Task goal: The answer should contain every record below, output exactly.

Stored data
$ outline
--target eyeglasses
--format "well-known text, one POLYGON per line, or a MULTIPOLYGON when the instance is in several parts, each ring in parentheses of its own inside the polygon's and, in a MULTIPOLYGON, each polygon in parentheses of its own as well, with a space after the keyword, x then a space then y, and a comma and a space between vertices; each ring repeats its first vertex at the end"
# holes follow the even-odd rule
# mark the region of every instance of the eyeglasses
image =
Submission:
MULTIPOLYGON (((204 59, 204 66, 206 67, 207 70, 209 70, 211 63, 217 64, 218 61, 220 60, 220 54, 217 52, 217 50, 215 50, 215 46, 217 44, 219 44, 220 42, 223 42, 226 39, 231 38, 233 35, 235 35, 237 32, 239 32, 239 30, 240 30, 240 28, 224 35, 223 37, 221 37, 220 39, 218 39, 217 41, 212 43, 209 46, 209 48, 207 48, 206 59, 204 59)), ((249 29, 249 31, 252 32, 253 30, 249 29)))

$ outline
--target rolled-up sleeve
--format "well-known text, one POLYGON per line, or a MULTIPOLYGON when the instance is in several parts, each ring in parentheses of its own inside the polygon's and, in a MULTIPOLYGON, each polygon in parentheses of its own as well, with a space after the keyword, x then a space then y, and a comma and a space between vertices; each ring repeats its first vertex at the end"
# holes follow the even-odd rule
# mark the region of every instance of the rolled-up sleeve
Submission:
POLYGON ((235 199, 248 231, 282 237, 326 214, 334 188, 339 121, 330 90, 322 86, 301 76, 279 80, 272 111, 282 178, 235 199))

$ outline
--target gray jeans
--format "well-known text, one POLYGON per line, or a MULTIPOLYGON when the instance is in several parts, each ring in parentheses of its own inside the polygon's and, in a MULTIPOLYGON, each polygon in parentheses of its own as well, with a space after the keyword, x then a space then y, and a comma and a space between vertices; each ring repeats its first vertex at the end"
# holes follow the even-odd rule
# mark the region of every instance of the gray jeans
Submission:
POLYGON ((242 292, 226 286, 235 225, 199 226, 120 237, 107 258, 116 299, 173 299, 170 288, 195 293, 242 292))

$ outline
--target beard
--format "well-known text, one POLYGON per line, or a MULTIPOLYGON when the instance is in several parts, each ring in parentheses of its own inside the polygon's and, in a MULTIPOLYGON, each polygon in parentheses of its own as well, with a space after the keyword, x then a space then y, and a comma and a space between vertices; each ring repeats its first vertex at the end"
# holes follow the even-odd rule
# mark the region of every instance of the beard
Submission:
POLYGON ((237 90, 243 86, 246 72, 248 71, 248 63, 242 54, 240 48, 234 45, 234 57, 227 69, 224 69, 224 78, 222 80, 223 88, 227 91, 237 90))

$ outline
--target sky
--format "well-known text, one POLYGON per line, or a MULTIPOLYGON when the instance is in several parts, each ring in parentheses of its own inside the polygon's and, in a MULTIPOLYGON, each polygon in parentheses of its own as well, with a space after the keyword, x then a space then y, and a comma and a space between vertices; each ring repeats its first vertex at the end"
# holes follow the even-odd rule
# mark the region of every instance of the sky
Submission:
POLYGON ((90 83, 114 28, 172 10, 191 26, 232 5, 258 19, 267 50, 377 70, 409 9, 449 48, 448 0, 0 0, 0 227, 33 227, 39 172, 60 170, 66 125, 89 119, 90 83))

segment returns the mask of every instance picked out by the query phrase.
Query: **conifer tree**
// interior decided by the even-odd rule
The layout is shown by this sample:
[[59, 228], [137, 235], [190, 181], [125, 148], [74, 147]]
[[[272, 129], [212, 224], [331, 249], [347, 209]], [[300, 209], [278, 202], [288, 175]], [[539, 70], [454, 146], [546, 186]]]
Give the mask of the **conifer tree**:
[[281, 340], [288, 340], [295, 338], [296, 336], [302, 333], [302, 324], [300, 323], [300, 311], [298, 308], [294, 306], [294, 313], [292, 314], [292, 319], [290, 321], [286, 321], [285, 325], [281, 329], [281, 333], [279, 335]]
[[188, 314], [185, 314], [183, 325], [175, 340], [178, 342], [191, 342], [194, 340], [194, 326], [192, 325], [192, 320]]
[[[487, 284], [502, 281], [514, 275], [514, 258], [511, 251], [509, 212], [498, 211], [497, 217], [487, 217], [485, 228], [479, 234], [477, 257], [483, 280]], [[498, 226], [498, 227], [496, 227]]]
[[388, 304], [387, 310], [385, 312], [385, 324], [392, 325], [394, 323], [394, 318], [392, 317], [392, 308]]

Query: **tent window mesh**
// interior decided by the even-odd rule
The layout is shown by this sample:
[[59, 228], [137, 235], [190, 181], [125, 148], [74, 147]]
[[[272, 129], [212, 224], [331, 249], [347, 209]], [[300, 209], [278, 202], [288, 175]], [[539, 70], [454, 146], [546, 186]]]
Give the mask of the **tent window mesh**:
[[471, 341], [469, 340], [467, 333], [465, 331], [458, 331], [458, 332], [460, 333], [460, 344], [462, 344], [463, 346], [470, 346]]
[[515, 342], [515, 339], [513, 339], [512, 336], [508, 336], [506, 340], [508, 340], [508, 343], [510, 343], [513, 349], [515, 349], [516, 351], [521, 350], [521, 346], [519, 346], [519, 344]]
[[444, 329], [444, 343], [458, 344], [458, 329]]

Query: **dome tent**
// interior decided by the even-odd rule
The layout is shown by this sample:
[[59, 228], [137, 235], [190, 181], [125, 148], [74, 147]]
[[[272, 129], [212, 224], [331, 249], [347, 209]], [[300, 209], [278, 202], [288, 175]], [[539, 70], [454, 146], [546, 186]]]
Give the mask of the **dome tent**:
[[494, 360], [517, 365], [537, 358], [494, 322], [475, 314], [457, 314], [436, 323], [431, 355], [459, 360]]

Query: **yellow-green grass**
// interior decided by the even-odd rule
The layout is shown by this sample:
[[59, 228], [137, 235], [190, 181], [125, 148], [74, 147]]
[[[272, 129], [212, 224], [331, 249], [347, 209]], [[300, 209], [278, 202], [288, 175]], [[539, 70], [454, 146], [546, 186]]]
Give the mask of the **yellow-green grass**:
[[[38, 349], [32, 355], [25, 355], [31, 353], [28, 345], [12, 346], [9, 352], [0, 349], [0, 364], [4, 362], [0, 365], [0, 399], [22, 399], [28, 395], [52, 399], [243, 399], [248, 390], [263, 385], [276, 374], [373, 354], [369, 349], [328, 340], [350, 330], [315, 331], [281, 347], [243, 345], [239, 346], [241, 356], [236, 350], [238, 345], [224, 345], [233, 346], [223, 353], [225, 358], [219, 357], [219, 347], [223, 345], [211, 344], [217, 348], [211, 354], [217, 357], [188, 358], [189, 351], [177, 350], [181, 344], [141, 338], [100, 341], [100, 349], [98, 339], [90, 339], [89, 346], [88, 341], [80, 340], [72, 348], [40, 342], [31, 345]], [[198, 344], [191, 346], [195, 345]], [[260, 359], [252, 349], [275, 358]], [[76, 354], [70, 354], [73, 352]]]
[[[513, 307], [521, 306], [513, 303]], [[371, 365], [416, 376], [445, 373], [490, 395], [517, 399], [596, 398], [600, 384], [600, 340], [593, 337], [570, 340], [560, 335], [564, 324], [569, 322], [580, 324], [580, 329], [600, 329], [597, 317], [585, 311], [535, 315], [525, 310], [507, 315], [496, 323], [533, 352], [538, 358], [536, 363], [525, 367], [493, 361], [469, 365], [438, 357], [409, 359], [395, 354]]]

Response to this exercise:
$ outline
--target eyeglasses
--format "well-known text, one POLYGON per line, or a MULTIPOLYGON when the instance is in several parts, each ring in parentheses of its own inside the polygon's and, in a MULTIPOLYGON, each polygon in parentheses of its own as well, with a space after the keyword, x then a space then y, and a comma and a space between vertices; each ring repeats its first vertex at the end"
# holes follow the even-odd rule
# mark the region of every instance of the eyeglasses
image =
Submission:
MULTIPOLYGON (((204 59, 204 66, 206 67, 207 70, 209 70, 211 63, 217 64, 218 61, 220 60, 220 54, 217 52, 217 50, 215 50, 215 46, 217 44, 219 44, 220 42, 223 42, 226 39, 231 38, 233 35, 235 35, 237 32, 239 32, 239 30, 240 30, 240 28, 224 35, 223 37, 221 37, 220 39, 218 39, 217 41, 212 43, 209 46, 209 48, 207 48, 206 59, 204 59)), ((249 29, 249 31, 252 32, 253 30, 249 29)))

$ outline
--target rolled-up sleeve
--format "well-known text, one POLYGON per line, or a MULTIPOLYGON when the instance is in several parts, each ring in parentheses of its own inside the polygon's and, in a MULTIPOLYGON, each polygon in parentheses of its own as well, with a space after the keyword, x then a space then y, and a comma and a space between vertices; each ring repeats its first vertex at the end"
# holes follow the even-odd rule
# mark the region of every instance of the rolled-up sleeve
Submission:
POLYGON ((235 199, 248 231, 282 237, 326 214, 334 188, 339 121, 330 90, 322 86, 301 76, 279 80, 272 111, 282 178, 235 199))

$ outline
--target gray jeans
--format "well-known text, one POLYGON per line, or a MULTIPOLYGON when the instance is in several parts, each ring in parentheses of its own inside the polygon's and, in a MULTIPOLYGON, each polygon in parentheses of its own as well, with a space after the keyword, x then a space then y, and a comma and a space between vertices; each ring repeats its first vertex at the end"
# holes follow the even-odd rule
# mark the region of every instance of the gray jeans
Submission:
POLYGON ((242 292, 226 286, 235 225, 199 226, 120 237, 107 258, 116 299, 173 299, 170 288, 195 293, 242 292))

$ outline
--target beard
--format "well-known text, one POLYGON per line, or a MULTIPOLYGON when the instance is in several parts, each ring in parentheses of its own inside the polygon's and, in a MULTIPOLYGON, each polygon in parentheses of its own as well, with a space after the keyword, x then a space then y, and a comma and a space between vertices; each ring repeats its first vertex at the end"
# holes follow the even-odd rule
# mark the region of every instance of the beard
Submission:
POLYGON ((237 90, 243 86, 246 72, 248 71, 248 63, 242 54, 240 48, 234 45, 234 57, 227 69, 224 69, 224 78, 222 80, 223 88, 227 91, 237 90))

$ outline
--target sky
--format "well-known text, one POLYGON per line, or a MULTIPOLYGON when the instance is in several parts, each ring in parentheses of its own inside the polygon's and, in a MULTIPOLYGON, each polygon in parentheses of its own as well, with a space after the keyword, x then a space then y, and a comma and a space between vertices; each ring repeats its first vertex at the end"
# holes follow the even-odd rule
# mark the region of every instance of the sky
Submission:
POLYGON ((90 83, 114 28, 172 10, 191 26, 232 5, 258 19, 267 50, 377 70, 409 9, 449 48, 448 0, 0 0, 0 227, 33 227, 39 172, 60 170, 66 125, 89 119, 90 83))

segment returns the mask of every instance picked out by the query phrase.
Query: **conifer tree**
// interior decided by the even-odd rule
The layout is shown by this sample:
[[59, 228], [137, 235], [190, 181], [125, 148], [74, 147]]
[[[272, 129], [212, 224], [331, 249], [347, 209]], [[300, 209], [278, 202], [288, 175]], [[539, 70], [454, 146], [546, 186]]]
Give the mask of the **conifer tree**:
[[281, 340], [288, 340], [295, 338], [296, 336], [302, 333], [302, 324], [300, 323], [300, 311], [298, 308], [294, 306], [294, 313], [292, 314], [292, 319], [290, 321], [286, 321], [285, 325], [281, 329], [281, 333], [279, 335]]
[[188, 314], [185, 314], [183, 325], [175, 340], [178, 342], [191, 342], [194, 340], [194, 326], [192, 325], [192, 320]]
[[[487, 284], [502, 281], [514, 275], [514, 258], [511, 251], [509, 212], [498, 211], [497, 217], [487, 217], [485, 228], [479, 234], [477, 257], [483, 280]], [[498, 226], [498, 227], [496, 227]]]
[[388, 304], [387, 310], [385, 312], [385, 324], [392, 325], [394, 323], [394, 318], [392, 317], [392, 308]]

Query: **tent window mesh**
// interior decided by the even-odd rule
The layout is shown by this sample:
[[59, 228], [137, 235], [190, 181], [125, 148], [74, 147]]
[[[272, 129], [212, 224], [331, 249], [347, 209]], [[300, 209], [278, 202], [288, 175]], [[539, 70], [454, 146], [546, 186]]]
Give the mask of the **tent window mesh**:
[[471, 341], [469, 340], [467, 333], [465, 331], [458, 331], [458, 332], [460, 333], [460, 344], [462, 344], [463, 346], [470, 346]]
[[515, 342], [515, 339], [513, 339], [512, 336], [508, 336], [506, 340], [508, 340], [508, 343], [510, 343], [513, 349], [515, 349], [516, 351], [521, 350], [521, 346], [519, 346], [519, 344]]
[[444, 329], [444, 343], [458, 344], [458, 329]]

Query: **dome tent**
// interior decided by the even-odd rule
The layout is shown by this sample:
[[59, 228], [137, 235], [190, 181], [125, 148], [74, 147]]
[[[272, 129], [212, 224], [331, 249], [347, 209]], [[300, 209], [278, 202], [288, 175]], [[539, 70], [454, 146], [546, 186]]]
Give the mask of the **dome tent**:
[[494, 360], [517, 365], [537, 358], [494, 322], [475, 314], [457, 314], [436, 323], [431, 355], [459, 360]]

Query: **yellow-green grass**
// interior decided by the even-odd rule
The layout is shown by this sample:
[[59, 228], [137, 235], [190, 181], [125, 148], [74, 147]]
[[[272, 129], [212, 224], [331, 249], [347, 209]], [[300, 209], [278, 202], [288, 175]], [[539, 70], [454, 146], [546, 186]]]
Give the mask of the **yellow-green grass**:
[[[38, 349], [32, 355], [25, 355], [31, 353], [28, 345], [12, 346], [9, 352], [0, 349], [0, 364], [4, 362], [0, 365], [0, 399], [22, 399], [28, 395], [52, 399], [243, 399], [248, 390], [263, 385], [276, 374], [373, 354], [369, 349], [328, 340], [350, 330], [315, 331], [281, 347], [243, 345], [239, 346], [241, 356], [236, 350], [238, 345], [224, 345], [233, 346], [223, 353], [225, 358], [219, 357], [219, 347], [223, 345], [211, 344], [217, 348], [211, 354], [217, 357], [188, 358], [189, 351], [177, 350], [181, 344], [141, 338], [100, 341], [100, 349], [98, 339], [90, 339], [89, 346], [88, 341], [80, 340], [72, 348], [40, 342], [31, 345]], [[198, 344], [191, 346], [195, 345]], [[260, 359], [252, 349], [275, 358]], [[76, 354], [70, 354], [73, 352]]]
[[[513, 307], [521, 306], [513, 303]], [[371, 365], [416, 376], [445, 373], [490, 395], [517, 399], [596, 398], [600, 384], [600, 340], [593, 337], [570, 340], [560, 335], [564, 324], [569, 322], [580, 324], [580, 329], [600, 329], [597, 317], [585, 311], [535, 315], [525, 310], [507, 315], [496, 323], [533, 352], [538, 358], [536, 363], [525, 367], [493, 361], [469, 365], [438, 357], [409, 359], [395, 354]]]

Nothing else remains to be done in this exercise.